▶ **Extrait choisi**

>>>

L'un ne va pas sans l'autre : les Français ne peuvent pas adhérer à des dispositifs de protection des plus démunis, absolument nécessaires, surtout dans la période que nous traversons, et accepter que le squat reste insuffisamment prévenu et puni.
Je tiens donc à saluer le travail du rapporteur Guillaume Kasbarian, qui poursuit son œuvre de fond et de proposition dont nous voyons aujourd'hui la qualité.
Nous soutenons les dispositions apportées en commission, dont celle prévoyant qu'un propriétaire n'aura plus à entretenir son bien illégalement occupé…
…ou encore la prorogation d'une expérimentation sur l'occupation temporaire des logements. Cet équilibre entre l'accès temporaire à des biens inoccupés, qui peut répondre aux besoins d'hébergements, et le soulagement apporté aux occupants légaux ou propriétaires victimes nous semble aller dans le bon sens. Nous proposons d'ailleurs de faciliter la charge de la preuve qui incombe à l'occupant légal, qui doit démontrer que le logement occupé est bien le sien, en permettant au préfet de solliciter en urgence des vérifications auprès de l'administration fiscale.
Conscient que ce sujet a été travaillé en profondeur avec des argumentaires détaillés, le groupe Horizons et apparentés se félicite de la cohérence et de l'efficacité qui résulteront de l'adoption du texte. Nous voterons donc en sa faveur et espérons de nos débats qu'ils permettront d'aboutir à un texte indiquant clairement la direction souhaitée. La propriété est un droit inviolable et sacré, mais aussi un droit naturel et imprescriptible. Ce soir, c'est aussi de ce sujet qu'il est question.
Applaudissements sur les bancs des groupes HOR et Dem ainsi que sur quelques bancs du groupe RE.
Nous voilà réunis pour débattre de l'occupation illicite des logements, un sujet grave qui, vous le savez, révolte bon nombre de nos concitoyens. Je ne vais pas revenir sur les exemples du véritable enfer et de l'inversion complète des valeurs que vivent chaque année de nombreux Français, plusieurs ont déjà été cités.

<<<

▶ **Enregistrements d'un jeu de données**
>>>

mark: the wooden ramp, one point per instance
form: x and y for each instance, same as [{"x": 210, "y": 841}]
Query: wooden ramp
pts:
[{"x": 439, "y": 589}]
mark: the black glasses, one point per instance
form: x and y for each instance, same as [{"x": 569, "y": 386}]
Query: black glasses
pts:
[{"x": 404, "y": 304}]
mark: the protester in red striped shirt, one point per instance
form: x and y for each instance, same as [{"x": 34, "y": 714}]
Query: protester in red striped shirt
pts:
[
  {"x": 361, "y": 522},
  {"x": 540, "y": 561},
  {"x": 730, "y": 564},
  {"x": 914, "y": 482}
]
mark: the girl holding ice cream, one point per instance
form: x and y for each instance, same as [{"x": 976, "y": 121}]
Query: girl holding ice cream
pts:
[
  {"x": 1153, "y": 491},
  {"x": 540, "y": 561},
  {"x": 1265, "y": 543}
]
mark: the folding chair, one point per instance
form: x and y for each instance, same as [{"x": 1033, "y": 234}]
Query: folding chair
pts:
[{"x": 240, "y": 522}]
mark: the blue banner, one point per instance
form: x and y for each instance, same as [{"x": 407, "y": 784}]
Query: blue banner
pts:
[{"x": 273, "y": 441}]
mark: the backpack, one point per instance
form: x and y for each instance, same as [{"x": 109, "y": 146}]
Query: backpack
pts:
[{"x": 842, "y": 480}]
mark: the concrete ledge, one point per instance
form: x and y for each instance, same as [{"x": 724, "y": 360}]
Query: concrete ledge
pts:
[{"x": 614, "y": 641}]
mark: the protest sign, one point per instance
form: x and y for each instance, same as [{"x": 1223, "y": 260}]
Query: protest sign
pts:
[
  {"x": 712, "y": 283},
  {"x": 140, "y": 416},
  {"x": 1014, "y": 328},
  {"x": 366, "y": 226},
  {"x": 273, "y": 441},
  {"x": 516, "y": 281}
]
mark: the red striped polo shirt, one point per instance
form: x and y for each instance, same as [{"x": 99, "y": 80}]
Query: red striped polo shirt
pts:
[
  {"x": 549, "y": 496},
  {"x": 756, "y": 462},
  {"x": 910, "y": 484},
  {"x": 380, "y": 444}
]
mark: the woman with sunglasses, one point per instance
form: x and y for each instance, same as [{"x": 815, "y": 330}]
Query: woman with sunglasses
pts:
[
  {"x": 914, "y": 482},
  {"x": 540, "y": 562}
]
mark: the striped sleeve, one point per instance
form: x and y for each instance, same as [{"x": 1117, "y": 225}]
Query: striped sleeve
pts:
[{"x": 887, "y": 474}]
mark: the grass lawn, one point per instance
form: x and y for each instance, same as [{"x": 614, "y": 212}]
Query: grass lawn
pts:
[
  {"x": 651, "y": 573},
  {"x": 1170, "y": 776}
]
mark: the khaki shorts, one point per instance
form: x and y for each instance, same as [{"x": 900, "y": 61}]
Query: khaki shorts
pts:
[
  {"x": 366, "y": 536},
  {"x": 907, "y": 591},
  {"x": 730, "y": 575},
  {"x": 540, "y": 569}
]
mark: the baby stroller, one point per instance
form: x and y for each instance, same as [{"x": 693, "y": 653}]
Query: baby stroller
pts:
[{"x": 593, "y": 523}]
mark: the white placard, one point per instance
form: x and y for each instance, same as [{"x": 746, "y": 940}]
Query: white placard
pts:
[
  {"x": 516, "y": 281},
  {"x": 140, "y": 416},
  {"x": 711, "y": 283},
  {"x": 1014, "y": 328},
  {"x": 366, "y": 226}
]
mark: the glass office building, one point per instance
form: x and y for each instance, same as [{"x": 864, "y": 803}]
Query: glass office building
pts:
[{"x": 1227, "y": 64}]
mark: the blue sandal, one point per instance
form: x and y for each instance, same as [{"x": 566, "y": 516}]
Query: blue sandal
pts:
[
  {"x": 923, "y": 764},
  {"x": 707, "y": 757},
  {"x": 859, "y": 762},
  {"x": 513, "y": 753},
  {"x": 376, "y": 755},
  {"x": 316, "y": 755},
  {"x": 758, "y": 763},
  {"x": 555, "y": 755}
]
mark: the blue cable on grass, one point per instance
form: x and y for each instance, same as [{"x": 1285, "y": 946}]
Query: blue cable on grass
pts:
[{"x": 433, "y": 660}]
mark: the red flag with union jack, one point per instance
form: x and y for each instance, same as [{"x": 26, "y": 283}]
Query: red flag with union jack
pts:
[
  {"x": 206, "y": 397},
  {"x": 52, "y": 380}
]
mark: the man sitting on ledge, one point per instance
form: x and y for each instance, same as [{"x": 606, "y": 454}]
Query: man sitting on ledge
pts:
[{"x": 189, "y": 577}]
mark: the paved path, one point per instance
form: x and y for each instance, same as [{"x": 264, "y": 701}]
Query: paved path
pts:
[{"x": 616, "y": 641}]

<<<

▶ **Exercices proposés**
**A)** Recopiez sans modification le passage de l'extrait choisi qui va de « L'un ne va pas » à « prévenu et puni. ».
**B)** Répondez aux questions suivantes d'après l'extrait choisi :
(i) Quel rapporteur l'orateur salue-t-il ?
(ii) Auprès de quelle administration le préfet pourrait-il solliciter des vérifications en urgence ?
(iii) Quel groupe annonce son vote en faveur du texte ?
Appuyez-vous uniquement sur l'extrait choisi.

▶ **Liste des réponses**
**A)**
L'un ne va pas sans l'autre : les Français ne peuvent pas adhérer à des dispositifs de protection des plus démunis, absolument nécessaires, surtout dans la période que nous traversons, et accepter que le squat reste insuffisamment prévenu et puni.

**B)**
(i) Guillaume Kasbarian.
(ii) L'administration fiscale.
(iii) Le groupe Horizons et apparentés.